§ **EXERCISE OBJECTIVE**: Write each line word for word, from the line that contains "Reviewer check: make sure each instance of the man's gray" through the last line of the material below.
— START —
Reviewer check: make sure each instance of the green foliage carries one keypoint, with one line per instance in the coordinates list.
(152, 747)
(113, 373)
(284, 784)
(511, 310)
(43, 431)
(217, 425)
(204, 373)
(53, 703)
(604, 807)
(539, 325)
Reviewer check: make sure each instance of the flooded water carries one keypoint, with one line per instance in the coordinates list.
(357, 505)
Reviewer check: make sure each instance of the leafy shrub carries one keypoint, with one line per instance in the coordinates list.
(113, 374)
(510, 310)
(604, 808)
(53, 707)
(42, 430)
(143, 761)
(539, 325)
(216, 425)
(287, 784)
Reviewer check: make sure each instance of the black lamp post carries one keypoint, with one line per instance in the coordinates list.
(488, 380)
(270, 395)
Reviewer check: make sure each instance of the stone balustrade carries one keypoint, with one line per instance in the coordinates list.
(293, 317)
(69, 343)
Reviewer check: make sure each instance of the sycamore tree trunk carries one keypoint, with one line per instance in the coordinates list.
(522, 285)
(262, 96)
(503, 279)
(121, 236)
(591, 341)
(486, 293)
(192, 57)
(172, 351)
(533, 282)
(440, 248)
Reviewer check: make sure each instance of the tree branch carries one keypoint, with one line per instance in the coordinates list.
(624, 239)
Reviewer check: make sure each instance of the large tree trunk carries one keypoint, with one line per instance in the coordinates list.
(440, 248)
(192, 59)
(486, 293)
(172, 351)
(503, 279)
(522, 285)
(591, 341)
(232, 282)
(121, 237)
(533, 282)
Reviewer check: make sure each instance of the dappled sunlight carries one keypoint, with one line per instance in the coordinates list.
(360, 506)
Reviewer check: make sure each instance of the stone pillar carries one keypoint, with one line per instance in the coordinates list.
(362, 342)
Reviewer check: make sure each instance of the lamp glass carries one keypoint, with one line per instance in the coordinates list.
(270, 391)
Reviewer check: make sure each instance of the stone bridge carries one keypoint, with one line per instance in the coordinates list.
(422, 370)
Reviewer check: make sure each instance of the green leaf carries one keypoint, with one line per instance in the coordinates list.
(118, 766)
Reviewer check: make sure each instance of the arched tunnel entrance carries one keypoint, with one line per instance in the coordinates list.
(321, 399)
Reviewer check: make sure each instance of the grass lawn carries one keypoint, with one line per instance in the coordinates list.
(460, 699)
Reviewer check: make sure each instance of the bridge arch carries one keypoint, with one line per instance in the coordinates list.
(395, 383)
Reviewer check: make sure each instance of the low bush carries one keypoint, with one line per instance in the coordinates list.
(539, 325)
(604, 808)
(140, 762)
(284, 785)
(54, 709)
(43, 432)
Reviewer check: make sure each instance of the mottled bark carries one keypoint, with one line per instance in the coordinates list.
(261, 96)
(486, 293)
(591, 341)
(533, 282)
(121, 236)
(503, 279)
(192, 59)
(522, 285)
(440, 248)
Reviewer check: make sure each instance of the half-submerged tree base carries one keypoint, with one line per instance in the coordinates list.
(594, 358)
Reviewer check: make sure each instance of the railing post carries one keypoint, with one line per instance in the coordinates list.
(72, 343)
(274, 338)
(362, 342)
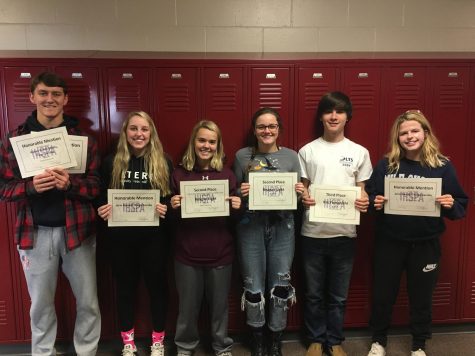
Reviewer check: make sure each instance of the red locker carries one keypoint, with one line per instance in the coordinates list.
(363, 86)
(17, 93)
(467, 262)
(224, 104)
(270, 87)
(128, 89)
(450, 110)
(178, 110)
(312, 84)
(406, 88)
(10, 323)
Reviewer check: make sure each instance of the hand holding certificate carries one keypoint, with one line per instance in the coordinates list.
(335, 205)
(204, 198)
(412, 196)
(133, 207)
(272, 191)
(41, 150)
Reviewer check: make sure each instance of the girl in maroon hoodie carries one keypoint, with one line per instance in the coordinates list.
(204, 247)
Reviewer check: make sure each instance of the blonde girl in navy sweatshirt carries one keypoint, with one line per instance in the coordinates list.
(410, 243)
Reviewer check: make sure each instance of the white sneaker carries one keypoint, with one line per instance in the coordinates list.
(157, 349)
(129, 350)
(377, 350)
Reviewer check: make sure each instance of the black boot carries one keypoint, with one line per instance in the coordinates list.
(258, 347)
(275, 348)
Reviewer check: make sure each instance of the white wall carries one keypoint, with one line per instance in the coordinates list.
(238, 25)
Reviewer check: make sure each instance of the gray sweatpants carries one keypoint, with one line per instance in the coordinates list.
(192, 284)
(40, 266)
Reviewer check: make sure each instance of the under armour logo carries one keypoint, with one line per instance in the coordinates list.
(429, 267)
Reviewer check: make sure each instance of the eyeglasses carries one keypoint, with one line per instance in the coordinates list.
(271, 127)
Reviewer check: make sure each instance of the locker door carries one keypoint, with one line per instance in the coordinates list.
(128, 89)
(467, 297)
(17, 94)
(363, 86)
(450, 120)
(224, 104)
(10, 320)
(178, 110)
(83, 103)
(405, 89)
(270, 87)
(312, 84)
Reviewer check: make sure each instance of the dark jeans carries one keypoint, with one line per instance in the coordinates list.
(328, 263)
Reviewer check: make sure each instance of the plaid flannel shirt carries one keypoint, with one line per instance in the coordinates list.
(78, 199)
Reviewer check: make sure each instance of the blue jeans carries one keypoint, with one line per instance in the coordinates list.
(328, 263)
(266, 244)
(40, 266)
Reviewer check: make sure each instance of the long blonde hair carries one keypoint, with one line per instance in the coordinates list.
(430, 151)
(155, 162)
(189, 158)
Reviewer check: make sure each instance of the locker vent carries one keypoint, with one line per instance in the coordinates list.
(363, 95)
(80, 99)
(176, 98)
(312, 94)
(407, 96)
(224, 97)
(451, 95)
(21, 98)
(271, 95)
(128, 98)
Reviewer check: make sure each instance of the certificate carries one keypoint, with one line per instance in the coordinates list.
(335, 205)
(203, 198)
(133, 207)
(272, 191)
(412, 196)
(79, 145)
(46, 149)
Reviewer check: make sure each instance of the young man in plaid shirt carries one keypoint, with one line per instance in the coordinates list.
(55, 222)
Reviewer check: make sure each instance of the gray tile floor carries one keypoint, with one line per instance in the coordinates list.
(456, 340)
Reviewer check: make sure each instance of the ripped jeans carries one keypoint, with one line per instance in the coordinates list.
(266, 244)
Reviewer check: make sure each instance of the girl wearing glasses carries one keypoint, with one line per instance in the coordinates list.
(204, 247)
(266, 238)
(410, 243)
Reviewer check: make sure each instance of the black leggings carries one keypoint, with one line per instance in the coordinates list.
(133, 255)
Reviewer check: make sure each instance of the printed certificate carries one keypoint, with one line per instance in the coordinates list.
(335, 205)
(79, 145)
(203, 198)
(40, 150)
(412, 196)
(133, 207)
(272, 191)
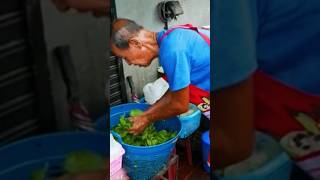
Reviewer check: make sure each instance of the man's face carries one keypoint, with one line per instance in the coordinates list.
(134, 55)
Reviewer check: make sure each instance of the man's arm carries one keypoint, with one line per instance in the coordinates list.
(171, 104)
(232, 130)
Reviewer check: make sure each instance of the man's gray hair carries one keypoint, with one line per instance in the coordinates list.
(120, 36)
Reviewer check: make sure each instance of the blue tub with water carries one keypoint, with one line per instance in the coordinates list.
(205, 147)
(20, 159)
(142, 163)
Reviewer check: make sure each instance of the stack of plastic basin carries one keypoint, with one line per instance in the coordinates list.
(143, 163)
(20, 159)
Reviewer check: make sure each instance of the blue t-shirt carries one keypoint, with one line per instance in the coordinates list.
(280, 37)
(185, 58)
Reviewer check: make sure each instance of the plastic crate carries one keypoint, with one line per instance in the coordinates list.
(277, 168)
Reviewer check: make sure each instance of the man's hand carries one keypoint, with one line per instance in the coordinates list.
(97, 7)
(139, 124)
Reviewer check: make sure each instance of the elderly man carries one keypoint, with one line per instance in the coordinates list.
(184, 54)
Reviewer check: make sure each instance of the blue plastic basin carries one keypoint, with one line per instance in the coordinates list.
(143, 163)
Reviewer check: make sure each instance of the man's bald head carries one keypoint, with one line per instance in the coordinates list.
(122, 31)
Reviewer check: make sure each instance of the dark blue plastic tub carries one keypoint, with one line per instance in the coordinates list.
(205, 141)
(20, 159)
(143, 163)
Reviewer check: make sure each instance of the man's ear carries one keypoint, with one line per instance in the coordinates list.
(135, 42)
— END —
§ **WORKED SOLUTION**:
Reviewer check: make sure each instance of the man's gray hair carries one keypoint, with one line per instance in the coordinates list.
(120, 36)
Reviewer check: make sure each instance of the blue tub with water carries one keypoint, with one line per instance in the coordinates list.
(205, 147)
(20, 159)
(142, 163)
Reviewer check: make sure each instance of the stack of plastic basin carries one keypoint, with one line per instance in the coordinates list.
(143, 163)
(20, 159)
Reviewer check: make sure each instance of the blue t-shirt carries one keypoint, with one line per instance in the coordinates list.
(280, 37)
(185, 58)
Reviewer check: make sure each instance of the plastic crate carries one keypoint, with one line per instance in the coordinates list.
(277, 168)
Reviewer check: make sure each instance of the man's hand carries one keypoint, with one line per instance in the coordinates list.
(97, 7)
(139, 124)
Reviewer check: make sure each instance of the elderly man carries one keypoint, with one line per instance in the coordinates list.
(184, 54)
Reviewer check: make sure each instance of the blue plastic basin carries one keypoint, with one line per instance in the coordinates list.
(143, 163)
Reviewer check: make sure each instance of the man's bald head carries one keypoint, with one line per instance in the coordinates list.
(122, 31)
Reviewer check: make sure each instance of the dark blue plastic tub carries one keypoint, with one line per instance in the coordinates list.
(205, 141)
(20, 159)
(143, 163)
Reviewer check: make sure each instance of the man's ear carries one keypoint, with one line per instance in the coordinates list.
(135, 42)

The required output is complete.